The interim VE against medically attended influenza B was moderate in the studies included here (36% to 54% among all ages), similar to recently published estimates from northern hemisphere countries [17,21,22]. It was moderate to good against medically attended influenza B in children (58% in EU PC and 83% in ES) and poorer at 34% against hospitalised outcome among adults 65 years and older. The vast majority (94%) of sequenced influenza B samples were of the B/Yamagata lineage, which was not included in the 2017/18 northern hemisphere TIV. VE was 77% and 49% against influenza B/Yamagata in the ES and EU-PC studies, respectively, suggesting important cross-lineage protection.

The UK study was the only one to provide VE estimates for the quadrivalent vaccines. Vaccine effectiveness against any influenza among children was similar in the UK study (53%), where children receive LAIV4, and in the EU-PC study (59%), where most vaccinated children received TIV. However, it is difficult to compare these estimates against any influenza since the relative proportion of circulating (sub)types was different in the UK, where there was a higher proportion of circulating influenza A(H3N2) viruses, compared with most countries participating in the EU-PC study. In past seasons where circulating and vaccine lineages were different, contradictory results were observed [13,23,24]. Partial, but not full cross-protection between mismatched influenza B lineages has been suggested by two systematic reviews [25,26]. More precise end-of-season estimates by lineage, age group and vaccine type would be of added value to discuss cross-lineage protection and the added protection conferred by quadrivalent vaccines. Such information is relevant at a time when QIV is available in most European countries [27] and preferentially recommended in some [28].

(Saved entries)

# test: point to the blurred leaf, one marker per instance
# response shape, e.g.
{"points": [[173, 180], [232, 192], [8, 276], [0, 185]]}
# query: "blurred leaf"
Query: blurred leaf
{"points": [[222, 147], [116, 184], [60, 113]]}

ACTIVITY LIST:
(A) Restate the paragraph of the vaccine effectiveness text that begins "The interim VE against medically attended influenza B" as a short bulleted list, keeping its main facts.
(B) Summarize the vaccine effectiveness text in two sentences.
(C) Repeat the vaccine effectiveness text word for word, beginning at the words "The interim VE" and stopping after "important cross-lineage protection.".
The entries can be ignored.

OUTPUTS IN ORDER:
(A)
- Interim VE against medically attended influenza B was moderate across all ages (36% to 54%), similar to recent estimates from northern hemisphere countries.
- VE was moderate to good in children (58% in EU PC, 83% in ES) and lower, at 34%, against hospitalized outcome among adults 65 years and older.
- Of sequenced influenza B samples, 94% were of the B/Yamagata lineage, which was not included in the 2017/18 northern hemisphere TIV.
- VE against B/Yamagata was 77% in the ES study and 49% in the EU-PC study, suggesting important cross-lineage protection.

(B) Interim VE against medically attended influenza B was moderate overall, higher in children, and lower against hospitalization in adults 65 and older, and estimates against the B/Yamagata lineage, which was not in the 2017/18 northern hemisphere TIV, suggested important cross-lineage protection. The UK study alone gave estimates for quadrivalent vaccines, and its figure for children was similar to the EU-PC study's, but different circulating subtypes make comparison difficult, so more precise end-of-season estimates would help assess cross-lineage protection and the added protection from quadrivalent vaccines.

(C)
The interim VE against medically attended influenza B was moderate in the studies included here (36% to 54% among all ages), similar to recently published estimates from northern hemisphere countries [17,21,22]. It was moderate to good against medically attended influenza B in children (58% in EU PC and 83% in ES) and poorer at 34% against hospitalised outcome among adults 65 years and older. The vast majority (94%) of sequenced influenza B samples were of the B/Yamagata lineage, which was not included in the 2017/18 northern hemisphere TIV. VE was 77% and 49% against influenza B/Yamagata in the ES and EU-PC studies, respectively, suggesting important cross-lineage protection.